=== Problem description ===
Can you rewrite all the records below, substituting "steam engine" for "steam locomotive" and leaving everything else unchanged?

= = = = =

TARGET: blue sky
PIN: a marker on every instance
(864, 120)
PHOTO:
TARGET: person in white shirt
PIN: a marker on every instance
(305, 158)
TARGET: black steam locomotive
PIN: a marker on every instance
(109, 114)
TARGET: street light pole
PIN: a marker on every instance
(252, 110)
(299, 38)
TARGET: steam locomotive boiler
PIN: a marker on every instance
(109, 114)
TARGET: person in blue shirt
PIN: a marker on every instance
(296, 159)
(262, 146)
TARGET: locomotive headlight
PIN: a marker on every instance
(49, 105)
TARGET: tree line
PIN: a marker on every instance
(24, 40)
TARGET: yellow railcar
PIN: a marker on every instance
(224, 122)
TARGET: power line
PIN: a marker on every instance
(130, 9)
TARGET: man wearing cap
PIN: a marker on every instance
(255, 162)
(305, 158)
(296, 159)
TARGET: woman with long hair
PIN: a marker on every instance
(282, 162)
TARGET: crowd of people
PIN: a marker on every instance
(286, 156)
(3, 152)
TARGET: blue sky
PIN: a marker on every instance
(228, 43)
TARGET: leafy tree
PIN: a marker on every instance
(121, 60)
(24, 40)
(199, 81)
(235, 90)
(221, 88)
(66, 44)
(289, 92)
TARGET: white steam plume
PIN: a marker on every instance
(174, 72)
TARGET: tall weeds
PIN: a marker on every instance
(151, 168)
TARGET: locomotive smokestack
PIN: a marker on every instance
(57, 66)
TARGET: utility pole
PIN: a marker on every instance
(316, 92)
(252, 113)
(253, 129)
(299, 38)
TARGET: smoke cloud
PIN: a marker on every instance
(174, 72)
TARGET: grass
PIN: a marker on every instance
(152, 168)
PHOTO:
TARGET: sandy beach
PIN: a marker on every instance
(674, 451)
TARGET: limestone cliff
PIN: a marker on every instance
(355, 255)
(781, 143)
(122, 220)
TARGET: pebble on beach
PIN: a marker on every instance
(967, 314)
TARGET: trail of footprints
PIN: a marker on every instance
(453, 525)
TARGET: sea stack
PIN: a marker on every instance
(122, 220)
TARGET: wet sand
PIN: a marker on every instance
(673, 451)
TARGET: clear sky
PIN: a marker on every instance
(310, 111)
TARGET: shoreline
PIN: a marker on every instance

= = = = =

=== Solution to this exercise ===
TARGET: blue sky
PIN: a marker on every instance
(864, 120)
PHOTO:
TARGET: person in white shirt
PIN: a marker on every instance
(305, 158)
TARGET: black steam engine
PIN: a marker on every instance
(109, 114)
TARGET: street light pole
PIN: a marker on every instance
(252, 110)
(299, 38)
TARGET: steam engine boiler
PIN: a marker on every instance
(109, 114)
TARGET: person in blue shirt
PIN: a marker on every instance
(296, 159)
(262, 146)
TARGET: locomotive headlight
PIN: a marker on every instance
(49, 105)
TARGET: tree line
PIN: a marker on every instance
(24, 40)
TARGET: yellow railcar
PIN: a marker on every instance
(224, 122)
TARGET: power line
PIN: a marker on every instance
(130, 9)
TARGET: man wearing cap
PIN: a marker on every instance
(255, 162)
(305, 158)
(296, 159)
TARGET: woman with long hair
PIN: a marker on every instance
(282, 162)
TARGET: crowd of people
PIN: a marker on every instance
(286, 156)
(3, 152)
TARGET: blue sky
PIN: a marker on every instance
(228, 43)
TARGET: leafy tree
PIN: a marker on every instance
(121, 60)
(24, 40)
(199, 81)
(235, 90)
(221, 88)
(66, 44)
(289, 92)
TARGET: white steam plume
PIN: a marker on every instance
(174, 72)
TARGET: tall weeds
PIN: a marker on every instance
(151, 168)
TARGET: locomotive smokestack
PIN: a marker on every instance
(57, 66)
TARGET: utility pole
PIN: a marker on every instance
(316, 92)
(252, 113)
(253, 129)
(299, 38)
TARGET: smoke cloud
PIN: a marker on every instance
(174, 72)
TARGET: grass
PIN: a marker on every instance
(152, 168)
PHOTO:
TARGET: sandy beach
PIN: a marker on every instance
(674, 451)
TARGET: limestone cliff
PIN: a marker on every instance
(355, 255)
(781, 143)
(122, 220)
TARGET: pebble on beach
PIN: a marker on every instance
(967, 314)
TARGET: trail of footprints
PIN: a marker on every instance
(453, 525)
TARGET: sea stack
PIN: a marker on every instance
(122, 220)
TARGET: wet sand
PIN: a marker on every instance
(673, 451)
TARGET: clear sky
PIN: a marker on every instance
(310, 111)
TARGET: shoreline
PIN: a marker on every instance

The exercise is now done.